• _WHAT TO WORK ON_
Rewrite the records that start with the line containing "like [(662, 429)]." and end with the line containing "[(749, 44)]", putting "pixel positions" wherever "pixel coordinates" appears and keeping everything else the same.

• _RAW RECORDS_
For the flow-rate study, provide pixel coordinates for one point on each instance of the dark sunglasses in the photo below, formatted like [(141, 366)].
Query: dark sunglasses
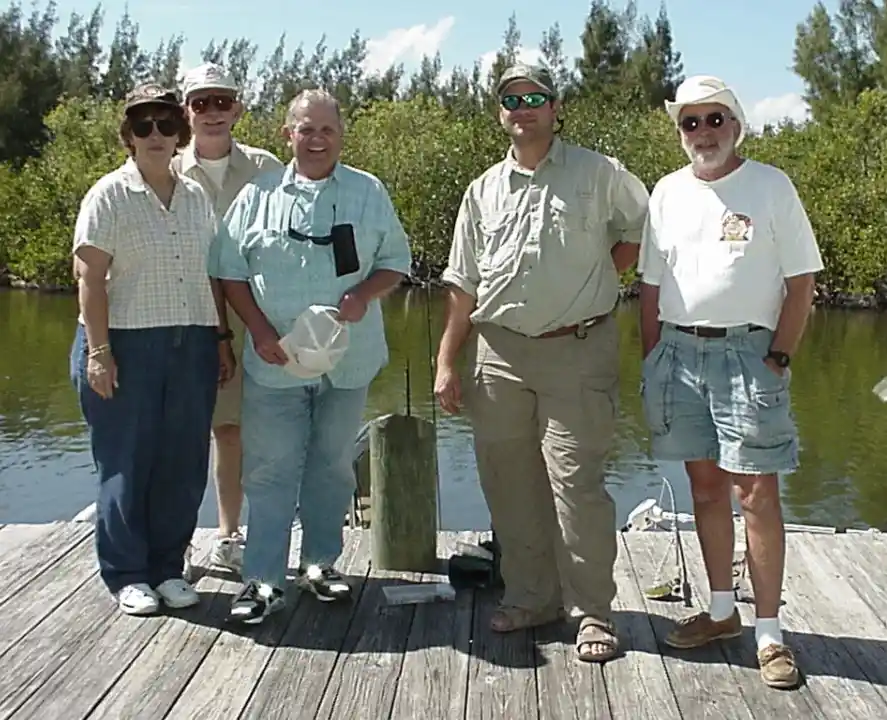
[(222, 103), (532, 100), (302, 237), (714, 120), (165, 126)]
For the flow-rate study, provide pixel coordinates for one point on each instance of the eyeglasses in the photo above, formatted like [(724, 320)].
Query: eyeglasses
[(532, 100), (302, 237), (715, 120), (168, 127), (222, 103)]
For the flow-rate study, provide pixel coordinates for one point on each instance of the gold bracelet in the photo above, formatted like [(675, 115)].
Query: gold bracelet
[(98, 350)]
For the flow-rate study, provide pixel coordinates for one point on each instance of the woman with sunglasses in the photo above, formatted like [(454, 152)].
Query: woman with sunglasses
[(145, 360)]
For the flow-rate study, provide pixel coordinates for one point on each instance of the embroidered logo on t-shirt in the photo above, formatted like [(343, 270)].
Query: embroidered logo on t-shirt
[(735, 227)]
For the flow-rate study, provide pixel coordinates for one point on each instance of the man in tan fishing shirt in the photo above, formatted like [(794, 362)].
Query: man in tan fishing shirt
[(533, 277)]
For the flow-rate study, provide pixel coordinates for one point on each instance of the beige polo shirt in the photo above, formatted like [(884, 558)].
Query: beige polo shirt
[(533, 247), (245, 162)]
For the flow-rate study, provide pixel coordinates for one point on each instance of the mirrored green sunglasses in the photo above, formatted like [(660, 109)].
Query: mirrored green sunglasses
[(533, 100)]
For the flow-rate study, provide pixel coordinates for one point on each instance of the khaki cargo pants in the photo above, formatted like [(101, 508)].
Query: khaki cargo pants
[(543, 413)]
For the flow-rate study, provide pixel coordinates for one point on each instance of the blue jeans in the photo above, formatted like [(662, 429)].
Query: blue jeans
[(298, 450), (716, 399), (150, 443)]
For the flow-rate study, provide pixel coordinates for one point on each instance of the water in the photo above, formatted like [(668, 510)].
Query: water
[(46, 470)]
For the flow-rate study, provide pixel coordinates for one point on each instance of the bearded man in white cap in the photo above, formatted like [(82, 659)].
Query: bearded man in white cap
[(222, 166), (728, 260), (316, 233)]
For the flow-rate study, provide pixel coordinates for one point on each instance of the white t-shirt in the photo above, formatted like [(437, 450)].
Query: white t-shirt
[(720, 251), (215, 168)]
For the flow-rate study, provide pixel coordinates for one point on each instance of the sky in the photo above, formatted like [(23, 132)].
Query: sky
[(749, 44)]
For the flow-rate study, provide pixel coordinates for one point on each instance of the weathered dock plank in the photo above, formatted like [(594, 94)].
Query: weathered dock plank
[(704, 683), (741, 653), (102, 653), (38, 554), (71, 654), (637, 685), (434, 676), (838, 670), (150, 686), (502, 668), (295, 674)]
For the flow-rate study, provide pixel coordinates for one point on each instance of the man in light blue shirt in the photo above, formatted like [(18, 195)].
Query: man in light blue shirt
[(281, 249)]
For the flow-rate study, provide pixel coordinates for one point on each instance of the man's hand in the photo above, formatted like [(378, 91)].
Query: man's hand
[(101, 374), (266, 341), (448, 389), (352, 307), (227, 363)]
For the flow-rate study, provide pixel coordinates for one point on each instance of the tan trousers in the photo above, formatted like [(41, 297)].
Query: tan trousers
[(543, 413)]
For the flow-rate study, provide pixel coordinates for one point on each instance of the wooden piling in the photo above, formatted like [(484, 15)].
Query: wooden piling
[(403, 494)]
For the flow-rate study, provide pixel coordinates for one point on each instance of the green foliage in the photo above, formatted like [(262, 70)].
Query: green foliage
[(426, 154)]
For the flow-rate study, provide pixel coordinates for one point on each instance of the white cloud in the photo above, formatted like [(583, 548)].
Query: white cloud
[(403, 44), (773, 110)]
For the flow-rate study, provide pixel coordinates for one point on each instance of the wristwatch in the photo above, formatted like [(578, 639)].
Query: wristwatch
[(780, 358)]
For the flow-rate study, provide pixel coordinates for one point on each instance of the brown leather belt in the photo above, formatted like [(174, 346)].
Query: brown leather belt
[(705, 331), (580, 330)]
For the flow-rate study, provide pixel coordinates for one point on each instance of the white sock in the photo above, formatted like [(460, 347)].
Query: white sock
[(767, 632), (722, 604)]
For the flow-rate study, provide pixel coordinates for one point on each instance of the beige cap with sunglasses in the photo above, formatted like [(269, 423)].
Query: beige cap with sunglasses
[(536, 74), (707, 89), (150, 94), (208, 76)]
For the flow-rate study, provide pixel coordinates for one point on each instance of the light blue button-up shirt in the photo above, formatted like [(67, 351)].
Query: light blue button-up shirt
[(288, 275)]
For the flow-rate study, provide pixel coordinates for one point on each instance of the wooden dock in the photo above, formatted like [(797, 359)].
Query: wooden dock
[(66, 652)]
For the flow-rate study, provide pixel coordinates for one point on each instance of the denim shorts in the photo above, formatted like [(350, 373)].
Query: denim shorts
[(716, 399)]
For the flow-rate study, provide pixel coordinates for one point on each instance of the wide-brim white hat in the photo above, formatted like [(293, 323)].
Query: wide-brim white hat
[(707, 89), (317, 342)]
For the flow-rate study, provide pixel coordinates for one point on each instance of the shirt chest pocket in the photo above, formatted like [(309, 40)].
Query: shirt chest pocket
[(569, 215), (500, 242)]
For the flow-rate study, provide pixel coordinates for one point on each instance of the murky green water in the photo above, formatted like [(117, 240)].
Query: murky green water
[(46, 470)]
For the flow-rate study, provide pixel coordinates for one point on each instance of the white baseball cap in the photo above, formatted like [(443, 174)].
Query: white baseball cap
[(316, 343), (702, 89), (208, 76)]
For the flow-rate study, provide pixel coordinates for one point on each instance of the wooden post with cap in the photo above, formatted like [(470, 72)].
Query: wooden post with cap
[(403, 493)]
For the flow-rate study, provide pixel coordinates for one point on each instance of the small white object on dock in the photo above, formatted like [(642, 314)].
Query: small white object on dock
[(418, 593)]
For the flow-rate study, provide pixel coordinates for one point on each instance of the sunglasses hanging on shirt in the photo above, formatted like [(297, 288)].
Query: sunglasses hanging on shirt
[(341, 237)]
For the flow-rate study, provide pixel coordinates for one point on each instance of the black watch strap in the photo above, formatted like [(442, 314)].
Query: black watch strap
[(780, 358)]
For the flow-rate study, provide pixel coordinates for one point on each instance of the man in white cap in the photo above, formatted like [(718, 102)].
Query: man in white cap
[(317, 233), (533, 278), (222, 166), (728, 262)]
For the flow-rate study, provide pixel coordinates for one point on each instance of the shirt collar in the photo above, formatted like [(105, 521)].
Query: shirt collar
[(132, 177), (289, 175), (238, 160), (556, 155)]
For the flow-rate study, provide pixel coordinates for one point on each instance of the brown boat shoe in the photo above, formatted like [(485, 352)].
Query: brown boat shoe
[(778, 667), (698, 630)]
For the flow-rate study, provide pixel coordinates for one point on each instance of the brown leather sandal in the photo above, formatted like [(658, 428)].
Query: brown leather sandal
--
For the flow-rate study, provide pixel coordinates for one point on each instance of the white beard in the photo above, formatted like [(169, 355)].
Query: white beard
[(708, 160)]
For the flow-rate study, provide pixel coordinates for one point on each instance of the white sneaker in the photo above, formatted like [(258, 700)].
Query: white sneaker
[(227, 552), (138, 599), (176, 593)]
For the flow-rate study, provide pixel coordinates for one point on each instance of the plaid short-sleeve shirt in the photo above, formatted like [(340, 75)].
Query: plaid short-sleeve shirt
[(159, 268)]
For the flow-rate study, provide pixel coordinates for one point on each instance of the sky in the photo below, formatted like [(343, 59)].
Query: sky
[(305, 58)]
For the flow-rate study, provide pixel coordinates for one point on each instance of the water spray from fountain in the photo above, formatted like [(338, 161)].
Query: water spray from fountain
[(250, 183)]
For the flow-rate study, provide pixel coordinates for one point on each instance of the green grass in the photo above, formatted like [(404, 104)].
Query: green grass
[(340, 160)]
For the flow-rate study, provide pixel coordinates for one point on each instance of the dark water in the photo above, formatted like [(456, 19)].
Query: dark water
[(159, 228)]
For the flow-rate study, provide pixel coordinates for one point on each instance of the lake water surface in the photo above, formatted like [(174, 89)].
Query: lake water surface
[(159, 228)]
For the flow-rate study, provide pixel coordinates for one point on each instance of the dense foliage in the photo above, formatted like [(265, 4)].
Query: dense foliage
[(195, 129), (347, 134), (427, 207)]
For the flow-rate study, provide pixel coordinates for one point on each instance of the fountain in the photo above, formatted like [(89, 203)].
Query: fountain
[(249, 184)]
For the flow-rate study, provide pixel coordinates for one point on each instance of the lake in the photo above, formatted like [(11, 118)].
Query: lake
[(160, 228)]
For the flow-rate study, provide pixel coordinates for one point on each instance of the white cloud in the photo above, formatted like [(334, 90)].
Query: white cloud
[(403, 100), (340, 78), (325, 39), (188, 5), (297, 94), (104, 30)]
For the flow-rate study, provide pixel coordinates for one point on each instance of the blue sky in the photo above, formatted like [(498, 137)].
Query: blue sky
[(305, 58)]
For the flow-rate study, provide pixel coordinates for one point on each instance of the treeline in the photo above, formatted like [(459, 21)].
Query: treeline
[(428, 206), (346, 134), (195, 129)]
...
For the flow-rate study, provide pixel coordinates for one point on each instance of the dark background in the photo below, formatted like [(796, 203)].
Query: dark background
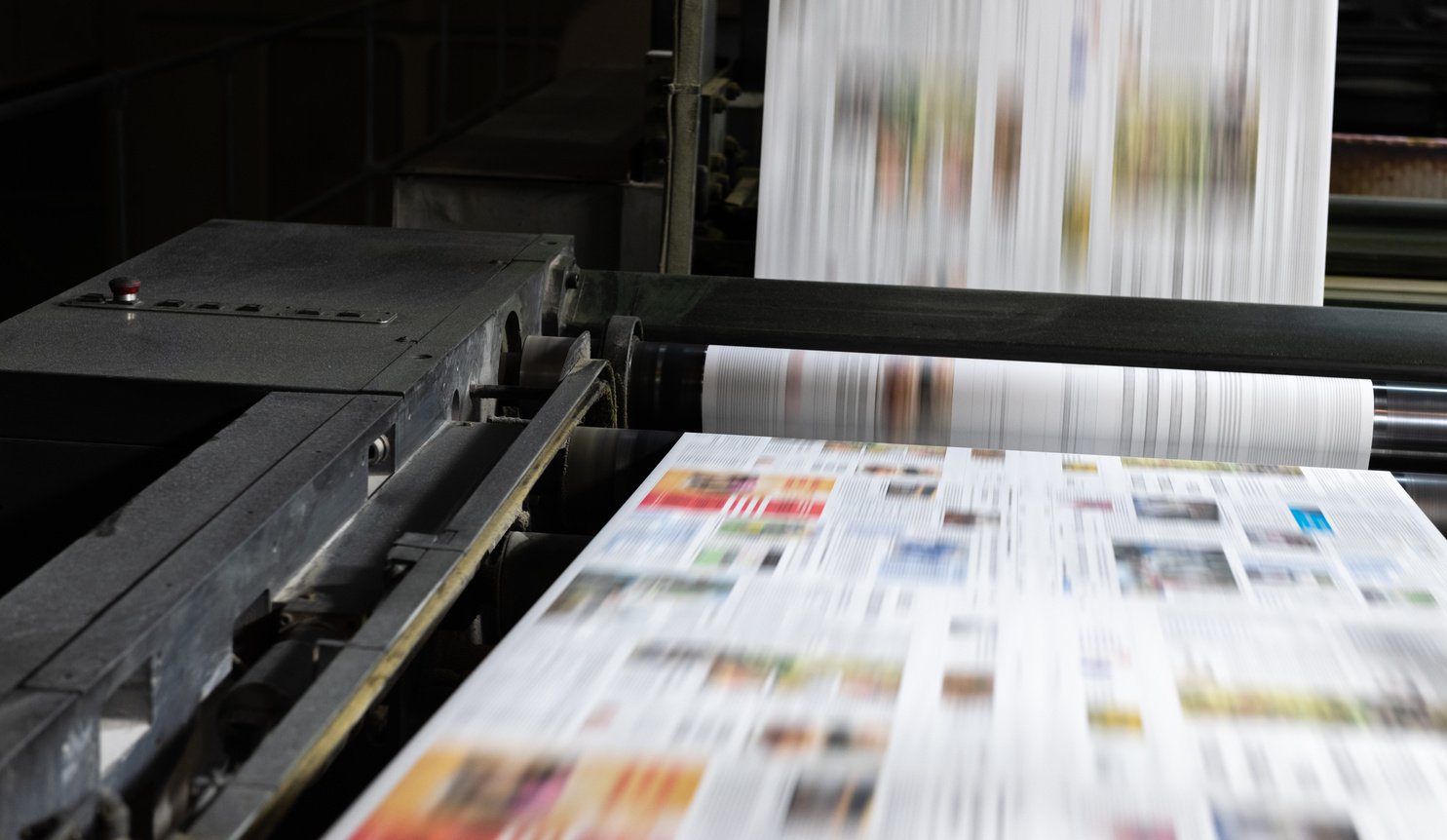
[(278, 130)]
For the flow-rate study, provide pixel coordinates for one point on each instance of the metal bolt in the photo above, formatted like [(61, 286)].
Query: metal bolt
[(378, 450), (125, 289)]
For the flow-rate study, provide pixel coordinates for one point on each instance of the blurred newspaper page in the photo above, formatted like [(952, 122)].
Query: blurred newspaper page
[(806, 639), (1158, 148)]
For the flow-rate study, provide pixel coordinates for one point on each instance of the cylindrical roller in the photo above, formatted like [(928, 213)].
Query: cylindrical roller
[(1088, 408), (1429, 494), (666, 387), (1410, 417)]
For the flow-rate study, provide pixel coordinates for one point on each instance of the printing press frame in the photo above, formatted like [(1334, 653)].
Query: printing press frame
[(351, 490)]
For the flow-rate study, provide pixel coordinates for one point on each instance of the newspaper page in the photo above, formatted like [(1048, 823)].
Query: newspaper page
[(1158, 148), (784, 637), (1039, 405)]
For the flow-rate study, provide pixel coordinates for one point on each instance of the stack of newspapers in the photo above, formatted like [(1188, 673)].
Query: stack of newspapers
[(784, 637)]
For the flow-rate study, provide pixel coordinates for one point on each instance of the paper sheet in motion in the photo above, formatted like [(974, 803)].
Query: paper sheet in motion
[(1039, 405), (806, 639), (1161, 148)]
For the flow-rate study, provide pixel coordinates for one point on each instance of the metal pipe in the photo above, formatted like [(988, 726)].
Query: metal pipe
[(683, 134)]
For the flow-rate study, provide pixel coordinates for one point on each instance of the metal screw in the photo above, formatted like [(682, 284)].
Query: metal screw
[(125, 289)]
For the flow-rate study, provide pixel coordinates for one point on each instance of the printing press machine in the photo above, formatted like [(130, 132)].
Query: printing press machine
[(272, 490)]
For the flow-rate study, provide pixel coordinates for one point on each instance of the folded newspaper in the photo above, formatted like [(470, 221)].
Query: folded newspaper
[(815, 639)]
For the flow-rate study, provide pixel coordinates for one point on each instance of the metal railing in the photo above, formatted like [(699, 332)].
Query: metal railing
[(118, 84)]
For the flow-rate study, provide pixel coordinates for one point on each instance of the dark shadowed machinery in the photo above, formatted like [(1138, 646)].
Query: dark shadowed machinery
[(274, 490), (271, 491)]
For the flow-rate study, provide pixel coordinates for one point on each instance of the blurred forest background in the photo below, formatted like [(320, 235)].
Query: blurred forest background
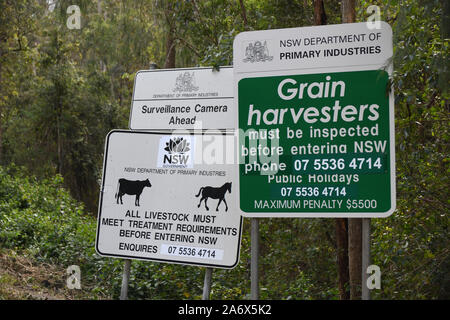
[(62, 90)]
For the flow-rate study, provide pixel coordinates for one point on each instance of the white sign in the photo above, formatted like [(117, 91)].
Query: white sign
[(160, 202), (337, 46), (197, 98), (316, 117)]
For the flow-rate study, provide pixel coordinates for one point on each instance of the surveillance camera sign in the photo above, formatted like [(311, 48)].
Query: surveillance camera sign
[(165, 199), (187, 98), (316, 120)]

• _FULL SOLUTION_
For the flow-rate study, provide pixel positions for one point on each instance of the blue jeans in the photo above, formatted like [(662, 429)].
Query: blue jeans
[(298, 450), (716, 399), (150, 443)]
For the flow-rate study, provide pixel positions for one point on each instance of the water in the photo above, formatted like [(668, 510)].
Query: water
[(46, 470)]
For the flow-rate study, provide pixel positions for one point on each instance of the bearded man in white cap in the photo above, formatted like [(82, 659)].
Query: bearded man in white cap
[(222, 166), (728, 260), (316, 233)]
For the flow-rate study, provide pixel positions for one point on each instance of the white t-shirt in the photo above, formatted like [(437, 450)].
Query: white t-shirt
[(720, 251), (215, 168)]
For the flow-rate study, provide pixel positions for one point on each instance of the sky in the photo above, formatted like [(23, 132)].
Query: sky
[(749, 44)]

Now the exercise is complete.